WRITTEN TASK> Reproduce the following listing verbatim, line for line, with no alterations of any kind.

DATASET>
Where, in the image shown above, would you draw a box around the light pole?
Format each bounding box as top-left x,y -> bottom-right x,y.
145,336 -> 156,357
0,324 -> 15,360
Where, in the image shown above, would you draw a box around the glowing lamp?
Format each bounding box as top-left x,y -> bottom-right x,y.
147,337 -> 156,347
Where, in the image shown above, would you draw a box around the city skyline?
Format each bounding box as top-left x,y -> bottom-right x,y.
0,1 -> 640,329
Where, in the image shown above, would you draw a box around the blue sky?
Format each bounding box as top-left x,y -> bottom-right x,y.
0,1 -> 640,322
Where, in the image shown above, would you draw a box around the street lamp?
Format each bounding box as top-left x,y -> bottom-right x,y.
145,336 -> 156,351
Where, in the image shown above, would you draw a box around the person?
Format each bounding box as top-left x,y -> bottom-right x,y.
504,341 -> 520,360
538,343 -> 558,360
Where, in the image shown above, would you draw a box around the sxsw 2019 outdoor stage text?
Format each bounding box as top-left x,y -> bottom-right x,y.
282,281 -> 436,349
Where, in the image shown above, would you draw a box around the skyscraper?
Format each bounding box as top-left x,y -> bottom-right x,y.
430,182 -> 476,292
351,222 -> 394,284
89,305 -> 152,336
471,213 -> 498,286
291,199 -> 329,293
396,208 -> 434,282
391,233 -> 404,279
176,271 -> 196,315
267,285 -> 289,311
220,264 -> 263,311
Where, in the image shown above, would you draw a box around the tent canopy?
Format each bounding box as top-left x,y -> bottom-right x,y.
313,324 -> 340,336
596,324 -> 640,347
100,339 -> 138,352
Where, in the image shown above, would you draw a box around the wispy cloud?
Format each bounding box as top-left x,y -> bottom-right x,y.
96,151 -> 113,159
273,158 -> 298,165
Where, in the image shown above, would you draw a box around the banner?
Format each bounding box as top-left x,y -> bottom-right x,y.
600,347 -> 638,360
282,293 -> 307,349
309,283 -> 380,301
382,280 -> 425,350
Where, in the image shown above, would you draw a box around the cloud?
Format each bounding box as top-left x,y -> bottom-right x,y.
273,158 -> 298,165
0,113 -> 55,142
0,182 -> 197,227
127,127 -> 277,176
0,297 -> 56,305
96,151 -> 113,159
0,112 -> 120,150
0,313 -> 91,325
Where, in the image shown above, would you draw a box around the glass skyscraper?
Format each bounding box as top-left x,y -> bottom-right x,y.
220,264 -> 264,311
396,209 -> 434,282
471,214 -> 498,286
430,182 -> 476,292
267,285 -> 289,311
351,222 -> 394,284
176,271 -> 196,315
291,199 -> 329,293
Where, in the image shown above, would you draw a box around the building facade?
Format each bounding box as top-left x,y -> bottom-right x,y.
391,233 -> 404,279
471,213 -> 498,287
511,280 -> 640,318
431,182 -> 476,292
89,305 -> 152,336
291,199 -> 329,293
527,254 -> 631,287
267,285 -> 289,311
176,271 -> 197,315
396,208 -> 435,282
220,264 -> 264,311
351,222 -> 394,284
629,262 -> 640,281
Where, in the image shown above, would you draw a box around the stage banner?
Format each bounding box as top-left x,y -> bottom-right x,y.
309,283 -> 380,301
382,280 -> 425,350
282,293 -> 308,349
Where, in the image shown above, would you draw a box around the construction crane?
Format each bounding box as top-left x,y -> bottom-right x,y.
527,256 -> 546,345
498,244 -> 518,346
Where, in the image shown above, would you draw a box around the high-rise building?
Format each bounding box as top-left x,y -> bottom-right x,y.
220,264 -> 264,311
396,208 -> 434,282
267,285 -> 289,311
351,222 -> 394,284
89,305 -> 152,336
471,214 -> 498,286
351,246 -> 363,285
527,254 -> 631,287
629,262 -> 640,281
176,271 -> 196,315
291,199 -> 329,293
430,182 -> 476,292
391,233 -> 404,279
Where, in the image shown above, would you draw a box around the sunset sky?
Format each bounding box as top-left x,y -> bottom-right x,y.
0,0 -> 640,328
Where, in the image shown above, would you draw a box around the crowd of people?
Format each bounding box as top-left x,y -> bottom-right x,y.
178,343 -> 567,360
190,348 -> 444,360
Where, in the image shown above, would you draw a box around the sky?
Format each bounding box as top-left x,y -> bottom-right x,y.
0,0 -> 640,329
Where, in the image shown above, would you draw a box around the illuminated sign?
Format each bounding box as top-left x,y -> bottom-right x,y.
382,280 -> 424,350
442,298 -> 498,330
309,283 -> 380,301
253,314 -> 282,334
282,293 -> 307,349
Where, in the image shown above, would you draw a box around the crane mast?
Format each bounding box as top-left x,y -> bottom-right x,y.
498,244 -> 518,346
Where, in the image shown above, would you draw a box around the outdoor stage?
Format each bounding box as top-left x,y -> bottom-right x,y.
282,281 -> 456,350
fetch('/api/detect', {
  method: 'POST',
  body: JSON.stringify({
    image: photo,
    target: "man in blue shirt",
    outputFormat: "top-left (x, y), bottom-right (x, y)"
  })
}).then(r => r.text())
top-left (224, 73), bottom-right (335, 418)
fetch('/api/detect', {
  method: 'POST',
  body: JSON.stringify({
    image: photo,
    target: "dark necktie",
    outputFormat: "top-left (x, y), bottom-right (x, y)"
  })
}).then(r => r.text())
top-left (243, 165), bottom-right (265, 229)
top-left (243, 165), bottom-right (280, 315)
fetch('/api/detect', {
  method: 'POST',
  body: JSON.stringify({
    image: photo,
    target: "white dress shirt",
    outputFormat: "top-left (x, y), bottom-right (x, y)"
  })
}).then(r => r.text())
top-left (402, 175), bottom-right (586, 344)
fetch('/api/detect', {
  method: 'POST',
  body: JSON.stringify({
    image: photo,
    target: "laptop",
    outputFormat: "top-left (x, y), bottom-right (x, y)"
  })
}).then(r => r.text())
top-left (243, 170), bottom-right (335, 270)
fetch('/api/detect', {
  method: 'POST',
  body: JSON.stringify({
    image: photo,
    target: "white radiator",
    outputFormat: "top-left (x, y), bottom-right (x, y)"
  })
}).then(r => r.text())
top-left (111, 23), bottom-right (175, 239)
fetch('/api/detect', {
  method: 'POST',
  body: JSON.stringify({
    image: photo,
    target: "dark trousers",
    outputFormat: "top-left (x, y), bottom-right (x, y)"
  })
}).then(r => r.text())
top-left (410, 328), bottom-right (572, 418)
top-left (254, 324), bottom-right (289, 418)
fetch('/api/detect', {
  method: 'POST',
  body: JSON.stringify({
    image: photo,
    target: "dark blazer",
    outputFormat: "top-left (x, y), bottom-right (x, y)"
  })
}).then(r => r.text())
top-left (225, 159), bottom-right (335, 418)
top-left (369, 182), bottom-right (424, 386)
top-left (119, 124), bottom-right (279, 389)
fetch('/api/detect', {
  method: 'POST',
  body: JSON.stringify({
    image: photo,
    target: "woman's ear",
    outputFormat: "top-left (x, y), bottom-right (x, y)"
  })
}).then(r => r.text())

ANSWER TO THIS TASK>
Where, in the image shown above, would you draw a box around the light pole?
Format each bounding box as top-left x,y -> bottom-right x,y.
145,336 -> 156,357
0,324 -> 15,360
Where, in the image shown above, would you draw a box around the glowing lamp?
Format each bounding box as top-left x,y -> bottom-right x,y.
147,337 -> 156,347
Where, in the image shown above, would you draw a box around the city skyline?
Format each bounding box as top-left x,y -> bottom-right x,y.
0,1 -> 640,329
Where, in the image shown above, would you draw a box around the blue sky?
Format each bounding box as top-left x,y -> bottom-right x,y.
0,1 -> 640,322
Where, in the image shown above, would you draw a box around the street lamp?
Format each bounding box as top-left x,y -> bottom-right x,y.
145,336 -> 156,351
Where, in the image shown above, would you draw a box around the person?
Format each bounding box as top-left x,y -> bottom-right x,y.
504,341 -> 520,360
538,343 -> 558,360
Where, in the image shown above, would you draw a box around the sxsw 2019 outdoor stage text?
Format each bounding box as top-left x,y -> bottom-right x,y.
282,281 -> 436,349
Where, in the image shown above, would you draw a box around the skyscraper?
Format each bounding box as top-left x,y -> bottom-right x,y.
430,182 -> 476,292
351,222 -> 394,284
89,305 -> 152,336
471,213 -> 498,286
291,199 -> 329,293
396,208 -> 434,282
391,233 -> 404,279
176,271 -> 196,315
267,285 -> 289,311
220,264 -> 263,311
Where, in the image shown above, would you draw a box around the tent canopy?
Format each bounding box as top-left x,y -> bottom-right x,y.
313,324 -> 340,336
596,324 -> 640,347
100,339 -> 138,352
Where, in the image shown above, would you draw a box around the wispy cloud?
Format each bounding box as top-left x,y -> bottom-right x,y.
96,151 -> 113,159
273,158 -> 298,165
Where, in the image shown above, would you draw a box around the banner?
Format each bounding box as top-left x,y -> bottom-right x,y.
600,347 -> 638,360
282,293 -> 307,349
309,283 -> 380,301
382,280 -> 425,350
Where, in the image shown above, would you draw a box around the cloud?
Format each bounding box as top-left x,y -> bottom-right x,y.
273,158 -> 298,165
0,113 -> 55,142
0,182 -> 197,227
127,127 -> 277,176
0,297 -> 56,305
96,151 -> 113,159
0,112 -> 120,150
0,313 -> 91,325
Where, in the image shown above, would you draw a box around the glass skyscraper?
Format each bounding box as top-left x,y -> bottom-right x,y.
220,264 -> 264,311
396,209 -> 434,282
471,214 -> 498,286
430,182 -> 476,292
267,285 -> 289,311
351,222 -> 394,284
176,271 -> 196,315
291,199 -> 329,293
Where, in the image shown above, would you draw a box around the building facade?
Format each bounding box as top-left x,y -> bottom-right x,y.
391,233 -> 404,279
471,213 -> 498,287
511,280 -> 640,318
431,182 -> 476,292
89,305 -> 152,336
291,199 -> 329,293
527,254 -> 631,287
267,285 -> 289,311
176,271 -> 197,315
396,208 -> 435,282
220,264 -> 264,311
351,222 -> 394,284
629,262 -> 640,281
Where, in the image shown above, would you draw a box around the stage banner?
Format each bounding box as top-left x,y -> bottom-right x,y.
309,283 -> 380,301
382,280 -> 425,350
282,293 -> 308,349
Where, in the image shown above, would you draw a box around the construction crane?
Format each bounding box as top-left x,y -> bottom-right x,y.
527,256 -> 546,345
498,244 -> 518,346
Where, in the image shown above, would you draw a box around the high-rise building?
Format each bounding box as top-left x,y -> bottom-right x,y.
220,264 -> 264,311
396,208 -> 434,282
267,285 -> 289,311
351,222 -> 394,284
89,305 -> 152,336
471,214 -> 498,286
351,246 -> 363,285
527,254 -> 631,287
629,262 -> 640,281
176,271 -> 196,315
291,199 -> 329,293
430,182 -> 476,292
391,233 -> 404,279
Where, in the image shown above, would you draw a box around the sunset sky?
Format each bounding box as top-left x,y -> bottom-right x,y.
0,0 -> 640,328
Where, in the image shown above, would you draw a box around the crowd of people?
Format each bounding box as top-left x,y -> bottom-right x,y.
178,343 -> 567,360
190,348 -> 444,360
Where, in the image shown above, would you draw a box around the sky?
Format each bounding box as top-left x,y -> bottom-right x,y.
0,0 -> 640,329
Where, in the image shown above, would you draw a box around the illuminated sign?
Format each bounding box as top-left x,y -> bottom-right x,y.
382,280 -> 424,350
442,298 -> 498,330
309,283 -> 380,301
253,314 -> 282,334
282,293 -> 307,349
Where, in the image shown above, would you draw a box around the crane mast?
Format each bounding box as top-left x,y -> bottom-right x,y.
498,244 -> 518,346
Where, in the image shown above, would you draw a box around the outdoor stage?
Format each bounding box as top-left x,y -> bottom-right x,y.
282,281 -> 456,350
fetch('/api/detect', {
  method: 'POST',
  body: JSON.stringify({
    image: photo,
    target: "man in blue shirt",
    outputFormat: "top-left (x, y), bottom-right (x, y)"
  })
}).then(r => r.text())
top-left (224, 73), bottom-right (335, 418)
fetch('/api/detect', {
  method: 'POST',
  body: JSON.stringify({
    image: photo,
    target: "dark necktie",
    outputFormat: "top-left (x, y), bottom-right (x, y)"
  })
}).then(r => r.text())
top-left (243, 165), bottom-right (265, 229)
top-left (243, 165), bottom-right (280, 315)
fetch('/api/detect', {
  method: 'POST',
  body: JSON.stringify({
    image: photo,
    target: "white dress shirt",
    outputFormat: "top-left (x, y), bottom-right (x, y)"
  })
}).then(r => r.text())
top-left (402, 175), bottom-right (586, 344)
fetch('/api/detect', {
  method: 'POST',
  body: JSON.stringify({
    image: photo,
    target: "laptop",
    outputFormat: "top-left (x, y), bottom-right (x, y)"
  })
}).then(r => r.text())
top-left (243, 170), bottom-right (335, 270)
fetch('/api/detect', {
  method: 'POST',
  body: JSON.stringify({
    image: photo,
    target: "white radiator",
    outputFormat: "top-left (x, y), bottom-right (x, y)"
  })
}).then(r => r.text())
top-left (111, 23), bottom-right (175, 239)
fetch('/api/detect', {
  method: 'POST',
  body: JSON.stringify({
    image: photo,
    target: "dark trousers",
    outputFormat: "top-left (x, y), bottom-right (x, y)"
  })
}).then(r => r.text())
top-left (410, 328), bottom-right (572, 418)
top-left (254, 324), bottom-right (289, 418)
fetch('/api/detect', {
  method: 'POST',
  body: JSON.stringify({
    image: photo,
    target: "dark blazer",
    outputFormat: "top-left (x, y), bottom-right (x, y)"
  })
}).then(r => r.text())
top-left (225, 159), bottom-right (335, 418)
top-left (369, 182), bottom-right (424, 386)
top-left (119, 124), bottom-right (279, 389)
fetch('/api/detect', {
  method: 'POST',
  body: JSON.stringify({
    image: photo,
    target: "woman's ear",
    outputFormat: "top-left (x, y), bottom-right (x, y)"
  })
}).then(r => r.text())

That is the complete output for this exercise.